GIVEN EXERCISE –
Rewrite the listing below, replacing "with a single point apiece" with "with one point each" everywhere it occurs and changing nothing else.

-- start RECORDS FOR THE TASK --

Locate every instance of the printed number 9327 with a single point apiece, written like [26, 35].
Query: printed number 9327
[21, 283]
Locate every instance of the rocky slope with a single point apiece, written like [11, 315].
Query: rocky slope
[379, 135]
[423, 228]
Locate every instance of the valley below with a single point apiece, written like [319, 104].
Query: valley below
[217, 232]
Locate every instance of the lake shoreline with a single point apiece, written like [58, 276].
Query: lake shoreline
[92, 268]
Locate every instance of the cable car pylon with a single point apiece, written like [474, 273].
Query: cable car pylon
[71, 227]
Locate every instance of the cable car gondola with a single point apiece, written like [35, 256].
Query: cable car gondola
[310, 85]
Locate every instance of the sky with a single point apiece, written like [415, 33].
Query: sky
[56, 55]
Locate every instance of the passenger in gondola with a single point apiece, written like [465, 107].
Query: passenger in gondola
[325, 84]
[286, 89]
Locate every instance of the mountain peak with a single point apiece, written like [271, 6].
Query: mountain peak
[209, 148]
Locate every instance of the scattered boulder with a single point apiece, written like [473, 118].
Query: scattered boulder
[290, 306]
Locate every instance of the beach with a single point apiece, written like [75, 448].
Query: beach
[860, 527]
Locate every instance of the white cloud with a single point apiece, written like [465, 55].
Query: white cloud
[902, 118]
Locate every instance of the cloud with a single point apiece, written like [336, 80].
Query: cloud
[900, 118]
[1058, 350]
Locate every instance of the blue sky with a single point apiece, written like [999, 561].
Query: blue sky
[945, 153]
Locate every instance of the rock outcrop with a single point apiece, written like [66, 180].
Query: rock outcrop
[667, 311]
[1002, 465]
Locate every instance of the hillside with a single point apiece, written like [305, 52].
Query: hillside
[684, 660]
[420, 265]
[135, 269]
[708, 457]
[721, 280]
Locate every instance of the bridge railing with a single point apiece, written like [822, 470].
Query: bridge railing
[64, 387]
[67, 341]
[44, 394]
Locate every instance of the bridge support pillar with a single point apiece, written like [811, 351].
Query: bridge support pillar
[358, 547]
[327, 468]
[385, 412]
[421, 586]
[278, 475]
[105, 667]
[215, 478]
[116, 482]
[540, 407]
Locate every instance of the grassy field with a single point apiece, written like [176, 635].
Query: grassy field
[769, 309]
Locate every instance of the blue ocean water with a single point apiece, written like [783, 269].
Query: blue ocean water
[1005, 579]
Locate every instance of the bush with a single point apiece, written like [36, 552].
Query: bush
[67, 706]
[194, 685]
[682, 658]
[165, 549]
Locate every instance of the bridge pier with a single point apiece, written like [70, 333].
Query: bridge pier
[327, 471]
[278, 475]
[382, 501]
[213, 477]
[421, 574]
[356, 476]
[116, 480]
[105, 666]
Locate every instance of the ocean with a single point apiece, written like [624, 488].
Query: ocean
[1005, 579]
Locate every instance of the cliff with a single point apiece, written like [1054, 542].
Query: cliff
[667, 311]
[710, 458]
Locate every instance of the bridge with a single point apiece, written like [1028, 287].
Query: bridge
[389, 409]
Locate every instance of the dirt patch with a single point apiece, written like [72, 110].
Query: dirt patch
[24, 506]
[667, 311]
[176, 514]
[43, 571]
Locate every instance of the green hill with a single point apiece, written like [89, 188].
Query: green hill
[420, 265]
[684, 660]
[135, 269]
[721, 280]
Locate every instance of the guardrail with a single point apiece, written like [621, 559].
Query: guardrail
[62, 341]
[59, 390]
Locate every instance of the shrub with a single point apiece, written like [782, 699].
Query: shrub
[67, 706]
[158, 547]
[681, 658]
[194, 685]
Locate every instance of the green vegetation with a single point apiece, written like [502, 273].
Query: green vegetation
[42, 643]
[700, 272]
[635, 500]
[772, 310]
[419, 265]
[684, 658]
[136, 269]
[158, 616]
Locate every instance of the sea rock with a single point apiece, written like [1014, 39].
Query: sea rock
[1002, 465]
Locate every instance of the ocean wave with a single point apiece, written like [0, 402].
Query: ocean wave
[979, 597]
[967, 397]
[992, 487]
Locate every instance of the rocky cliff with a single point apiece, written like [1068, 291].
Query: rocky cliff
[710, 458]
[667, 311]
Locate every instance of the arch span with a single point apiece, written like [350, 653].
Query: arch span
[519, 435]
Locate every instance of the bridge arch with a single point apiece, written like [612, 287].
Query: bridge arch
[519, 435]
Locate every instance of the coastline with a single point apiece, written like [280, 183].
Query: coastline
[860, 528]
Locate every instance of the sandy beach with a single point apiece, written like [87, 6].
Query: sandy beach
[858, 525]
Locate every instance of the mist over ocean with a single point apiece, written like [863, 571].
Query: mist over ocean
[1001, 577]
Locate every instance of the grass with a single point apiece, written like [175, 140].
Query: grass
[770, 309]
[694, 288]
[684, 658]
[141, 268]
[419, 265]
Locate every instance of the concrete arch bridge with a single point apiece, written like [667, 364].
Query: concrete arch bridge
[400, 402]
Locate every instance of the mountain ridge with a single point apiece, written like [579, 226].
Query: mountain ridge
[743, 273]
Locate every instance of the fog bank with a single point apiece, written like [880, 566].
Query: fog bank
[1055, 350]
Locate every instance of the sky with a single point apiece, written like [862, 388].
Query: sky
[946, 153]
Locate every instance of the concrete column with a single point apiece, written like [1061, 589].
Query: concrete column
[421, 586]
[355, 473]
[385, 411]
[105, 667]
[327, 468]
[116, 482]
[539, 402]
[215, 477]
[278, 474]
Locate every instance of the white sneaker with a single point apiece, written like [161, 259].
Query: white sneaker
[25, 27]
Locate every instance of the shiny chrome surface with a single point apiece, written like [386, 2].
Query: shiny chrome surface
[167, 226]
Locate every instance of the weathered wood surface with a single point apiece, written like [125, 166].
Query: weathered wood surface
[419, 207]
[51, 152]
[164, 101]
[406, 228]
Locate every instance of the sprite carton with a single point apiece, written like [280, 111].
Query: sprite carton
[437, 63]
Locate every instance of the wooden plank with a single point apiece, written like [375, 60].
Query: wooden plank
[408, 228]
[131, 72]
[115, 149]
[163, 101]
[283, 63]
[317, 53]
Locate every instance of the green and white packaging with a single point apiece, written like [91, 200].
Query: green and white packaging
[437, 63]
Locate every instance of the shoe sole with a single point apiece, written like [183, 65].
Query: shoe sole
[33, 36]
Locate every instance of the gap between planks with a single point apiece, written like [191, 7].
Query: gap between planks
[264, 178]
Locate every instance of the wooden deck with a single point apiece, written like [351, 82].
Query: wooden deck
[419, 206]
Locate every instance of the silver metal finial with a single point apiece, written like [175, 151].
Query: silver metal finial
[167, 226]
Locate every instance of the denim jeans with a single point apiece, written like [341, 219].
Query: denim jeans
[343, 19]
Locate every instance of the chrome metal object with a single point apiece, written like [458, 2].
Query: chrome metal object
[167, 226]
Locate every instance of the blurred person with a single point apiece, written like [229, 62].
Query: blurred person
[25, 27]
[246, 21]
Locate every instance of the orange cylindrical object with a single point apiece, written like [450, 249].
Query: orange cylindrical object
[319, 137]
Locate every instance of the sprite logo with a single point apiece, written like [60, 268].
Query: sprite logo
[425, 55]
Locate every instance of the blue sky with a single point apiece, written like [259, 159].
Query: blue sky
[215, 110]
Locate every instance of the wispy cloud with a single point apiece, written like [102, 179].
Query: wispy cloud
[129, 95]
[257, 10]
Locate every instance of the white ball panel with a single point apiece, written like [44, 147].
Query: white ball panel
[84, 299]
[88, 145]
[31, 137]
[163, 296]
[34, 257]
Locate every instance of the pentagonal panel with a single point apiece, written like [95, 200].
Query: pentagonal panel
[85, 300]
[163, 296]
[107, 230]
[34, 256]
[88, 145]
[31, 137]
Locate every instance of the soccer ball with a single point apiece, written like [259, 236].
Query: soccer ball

-- end RECORDS FOR THE TASK --

SOLUTION TO THIS EXERCISE –
Locate every instance of the printed number 9327 with one point each, written like [26, 35].
Query: printed number 9327
[21, 283]
Locate every instance of the rocky slope with one point each, written like [11, 315].
Query: rocky slope
[379, 135]
[423, 228]
Locate every instance of the valley below with one point each, written like [319, 104].
Query: valley below
[217, 232]
Locate every instance of the lake shoreline with one point each, written like [58, 276].
Query: lake shoreline
[92, 268]
Locate every instance of the cable car pylon with one point each, written like [474, 273].
Query: cable car pylon
[71, 227]
Locate every instance of the cable car gondola with one point each, written like [35, 256].
Query: cable car gondola
[310, 85]
Locate every instance of the sky with one point each, written like [415, 33].
Query: sky
[56, 55]
Locate every instance of the passenger in gondola with one point each, written like [465, 107].
Query: passenger in gondola
[325, 84]
[286, 89]
Locate every instance of the mountain peak with one point each, written like [271, 6].
Query: mountain peak
[209, 148]
Locate every instance of the scattered boulder with one point each, written like [473, 118].
Query: scattered boulder
[290, 306]
Locate every instance of the beach with one point each, written like [75, 448].
Query: beach
[860, 527]
Locate every instance of the white cloud with one point each, written like [465, 55].
Query: white cloud
[902, 118]
Locate every instance of the cloud with one point each, written like [336, 80].
Query: cloud
[900, 118]
[1058, 350]
Locate every instance of the blue sky with one point each, written like [999, 561].
Query: blue sky
[945, 153]
Locate every instance of the rock outcrop with one point each, written like [66, 180].
Query: rock outcrop
[667, 311]
[1002, 465]
Locate every instance of the hillside with one point each, written like [305, 52].
Query: hillside
[684, 660]
[420, 265]
[135, 269]
[708, 457]
[721, 280]
Locate every instance of the bridge railing with one point each, written like [822, 470].
Query: bridge railing
[64, 387]
[67, 341]
[44, 394]
Locate every instance of the bridge support pillar with one point each, written like [811, 351].
Query: bridge support pillar
[358, 547]
[327, 468]
[385, 412]
[421, 586]
[278, 475]
[105, 667]
[215, 478]
[116, 482]
[540, 407]
Locate every instance of the grassy field with one point each, written like [176, 635].
Query: grassy field
[769, 309]
Locate every instance of the blue ocean water with one point each, written like [783, 269].
Query: blue ocean water
[1005, 579]
Locate every instance of the bush with one point each, written like [36, 552].
Query: bush
[67, 706]
[194, 685]
[682, 658]
[165, 549]
Locate every instance of the bridge pier with one point each, written like [70, 333].
Query: bridge pier
[327, 471]
[278, 475]
[382, 501]
[213, 477]
[421, 574]
[356, 476]
[116, 480]
[105, 666]
Locate every instance of the ocean with one point each, written like [624, 488].
Query: ocean
[1005, 579]
Locate every instance of the cliff with one point each, written like [1054, 542].
Query: cliff
[667, 311]
[710, 458]
Locate every instance of the bridge with one point each, written like [1028, 287].
Query: bridge
[389, 409]
Locate every instance of the dirt patch with one point each, written like [72, 110].
Query: dirt patch
[24, 506]
[667, 311]
[176, 514]
[43, 571]
Locate every instance of the green hill with one point each, written like [89, 188].
Query: green hill
[420, 265]
[684, 660]
[135, 269]
[721, 280]
Locate every instance of the guardrail with one point each, written like [621, 559].
Query: guardrail
[62, 341]
[59, 390]
Locate every instance of the shrub with one point each, written like [782, 699].
Query: shrub
[67, 706]
[158, 547]
[681, 658]
[194, 685]
Locate every instance of the green vegetation with one point each, written like [502, 273].
Query: green vegetation
[42, 643]
[700, 272]
[635, 500]
[772, 310]
[419, 265]
[684, 658]
[136, 269]
[158, 616]
Locate every instance of the sea rock with one point each, written like [1014, 39].
Query: sea rock
[1002, 465]
Locate every instance of the ocean wave with one point each, written like [0, 402].
Query: ocean wave
[979, 597]
[967, 397]
[992, 487]
Locate every instance of the rocky cliff with one point each, written like [1068, 291].
Query: rocky cliff
[710, 458]
[667, 311]
Locate every instance of the arch span with one point each, written like [350, 653].
Query: arch span
[519, 435]
Locate every instance of the bridge arch with one point each, written like [612, 287].
Query: bridge arch
[519, 435]
Locate every instance of the coastline with one point each, written like [280, 183].
Query: coastline
[860, 528]
Locate every instance of the sandy beach with one point each, written like [87, 6].
Query: sandy beach
[858, 525]
Locate every instance of the mist over ocean with one point each, written like [863, 571].
Query: mist over ocean
[1001, 577]
Locate every instance of the grass with one point each, written like [175, 140].
Query: grass
[770, 309]
[694, 288]
[684, 658]
[141, 268]
[419, 265]
Locate every instance of the concrete arch bridge with one point each, written like [667, 364].
Query: concrete arch bridge
[400, 402]
Locate every instance of the mountain ridge with one point each, written like [579, 226].
Query: mountain ridge
[743, 273]
Locate every instance of the fog bank with one point each, written like [880, 566].
Query: fog bank
[1055, 350]
Locate every instance of the sky with one point each, written like [862, 388].
Query: sky
[946, 153]
Locate every instance of the concrete column with one point each, written like [1061, 589].
Query: concrete column
[421, 586]
[355, 473]
[385, 411]
[105, 667]
[327, 468]
[116, 482]
[539, 402]
[215, 477]
[278, 474]
Locate every instance of the white sneaker with one point each, written like [161, 259].
Query: white sneaker
[25, 27]
Locate every instance of the shiny chrome surface with one point each, written like [386, 2].
Query: shiny chrome surface
[167, 226]
Locate every instance of the weathered wood surface with one point each, written like [125, 166].
Query: weathered wood surface
[419, 207]
[51, 152]
[164, 101]
[406, 228]
Locate every instance of the sprite carton with one point each, written like [280, 111].
Query: sprite carton
[437, 63]
Locate every instance of the wooden plank with one point each, written like [375, 60].
Query: wooden plank
[408, 228]
[131, 72]
[115, 149]
[163, 101]
[283, 63]
[317, 53]
Locate every instance of the green and white packaging with one point each, written like [91, 200].
Query: green and white packaging
[437, 63]
Locate every instance of the shoe sole with one point each, written like [183, 65].
Query: shoe sole
[33, 36]
Locate every instance of the gap between planks with one point each, written like [191, 7].
Query: gap between planks
[264, 178]
Locate every instance of the wooden deck with one point each, written like [351, 82].
Query: wooden deck
[419, 206]
Locate every instance of the silver metal finial with one point each, written like [175, 151].
Query: silver metal finial
[167, 226]
Locate every instance of the denim jeans with one point each, written like [341, 219].
Query: denim jeans
[343, 19]
Locate every instance of the chrome metal object with one point each, written like [458, 2].
Query: chrome metal object
[167, 226]
Locate every instance of the blurred person with one point each, written like [229, 62].
Query: blurred person
[25, 27]
[246, 21]
Locate every instance of the orange cylindrical object with one point each, written like [450, 249].
Query: orange cylindrical object
[319, 137]
Locate every instance of the sprite logo with one point each, written like [60, 268].
Query: sprite logo
[425, 55]
Locate every instance of the blue sky with one point each, written like [259, 159].
Query: blue sky
[215, 110]
Locate every instance of the wispy cloud with one point each, written like [102, 179].
Query: wispy cloud
[129, 95]
[257, 10]
Locate every instance of the white ball panel with one point each, written like [44, 147].
Query: white ball panel
[84, 299]
[88, 145]
[31, 137]
[163, 296]
[34, 257]
Locate every instance of the pentagonal panel with one point each, written like [95, 200].
Query: pentagonal panel
[85, 300]
[163, 296]
[107, 230]
[34, 256]
[88, 145]
[31, 137]
Locate every instance of the soccer ball with one point each, written like [259, 236].
Query: soccer ball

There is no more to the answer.